**Exercise requirements**
Output the data below in full, character for character.

>>>>>

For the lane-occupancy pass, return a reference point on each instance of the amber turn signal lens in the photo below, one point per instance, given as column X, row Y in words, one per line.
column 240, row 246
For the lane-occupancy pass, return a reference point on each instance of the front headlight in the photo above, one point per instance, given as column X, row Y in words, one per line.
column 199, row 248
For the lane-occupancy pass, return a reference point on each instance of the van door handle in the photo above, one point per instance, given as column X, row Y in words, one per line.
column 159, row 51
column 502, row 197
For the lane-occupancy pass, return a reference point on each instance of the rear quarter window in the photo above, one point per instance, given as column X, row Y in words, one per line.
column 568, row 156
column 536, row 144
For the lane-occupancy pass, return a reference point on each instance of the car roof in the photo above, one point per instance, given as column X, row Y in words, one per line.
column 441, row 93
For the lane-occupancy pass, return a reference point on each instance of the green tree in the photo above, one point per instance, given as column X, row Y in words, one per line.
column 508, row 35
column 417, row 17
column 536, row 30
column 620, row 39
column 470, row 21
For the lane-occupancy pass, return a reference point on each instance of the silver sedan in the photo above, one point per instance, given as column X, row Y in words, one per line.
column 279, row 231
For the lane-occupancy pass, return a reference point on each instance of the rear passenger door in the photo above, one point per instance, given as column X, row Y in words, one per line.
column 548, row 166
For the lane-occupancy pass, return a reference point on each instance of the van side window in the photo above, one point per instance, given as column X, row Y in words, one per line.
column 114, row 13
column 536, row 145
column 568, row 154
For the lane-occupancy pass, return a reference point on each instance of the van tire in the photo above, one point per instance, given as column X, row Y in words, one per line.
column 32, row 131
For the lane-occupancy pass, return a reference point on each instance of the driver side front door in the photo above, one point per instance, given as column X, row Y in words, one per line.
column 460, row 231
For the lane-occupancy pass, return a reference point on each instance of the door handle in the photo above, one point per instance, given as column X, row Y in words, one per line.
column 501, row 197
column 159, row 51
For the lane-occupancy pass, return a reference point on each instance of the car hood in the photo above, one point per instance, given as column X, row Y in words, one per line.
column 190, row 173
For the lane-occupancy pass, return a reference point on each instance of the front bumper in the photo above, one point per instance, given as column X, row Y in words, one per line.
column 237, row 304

<<<<<

**Response below**
For the lane-occupancy pass, return a reference point on each instance of the amber turn signal lens in the photo below, one point per instance, given as column X, row Y in words, one per line.
column 240, row 246
For the lane-occupancy pass, return a reference point on each instance of the front headlight in the photo above, one point per instance, given as column X, row Y in words, one per line.
column 199, row 248
For the lane-occupancy pass, return a reference point on each instance of the van door handle in the photo above, one point per instance, given as column X, row Y in words, one per line.
column 159, row 51
column 502, row 197
For the lane-occupancy pass, return a reference point on each instance of the rear quarter window in the photo above, one point per instance, given as column X, row Y in words, one per line.
column 568, row 156
column 536, row 144
For the lane-occupancy pass, return a reference point on each instance of the car roof in the photo above, one point per instance, given as column X, row Y in words, one per line.
column 441, row 93
For the lane-occupancy pass, return a reference point on each instance of the green tree in the photo above, one point per instance, given as column X, row Y in words, one per line.
column 508, row 35
column 417, row 17
column 536, row 30
column 620, row 39
column 470, row 21
For the lane-occupancy pass, return a reference point on each instance of the silver sedan in the photo above, one point per instance, given as column X, row Y in words, one per line.
column 279, row 231
For the lane-occupancy pass, return a reference point on each instance of the rear passenger door in the photo above, one point per instance, given as column X, row Y in words, one per line.
column 548, row 166
For the lane-occupancy pass, return a reference point on each instance of the van side window in the photo above, one point per instance, given as column X, row Y in words, one per line.
column 114, row 13
column 536, row 145
column 568, row 154
For the lane-occupancy pass, return a reference point on each instance of the van tire in the photo above, one point per instance, given as column X, row Y in words, one per line.
column 32, row 131
For the lane-occupancy pass, return a reference point on each instance of the driver side front door in the photo above, one point per instance, given as column X, row Y in words, one per line.
column 460, row 231
For the lane-occupancy pass, return a reference point on each instance of the door handle in the photo above, one point per instance, given as column X, row Y in words, one per line.
column 501, row 197
column 159, row 51
For the lane-occupancy pass, return a reference point on each instance of the car hood in the photo above, one point per instance, given as column X, row Y in words, one per line.
column 190, row 173
For the lane-occupancy pass, return a reference point on each instance of the front bumper in the photo above, one point per instance, given as column X, row Y in words, one per line.
column 237, row 304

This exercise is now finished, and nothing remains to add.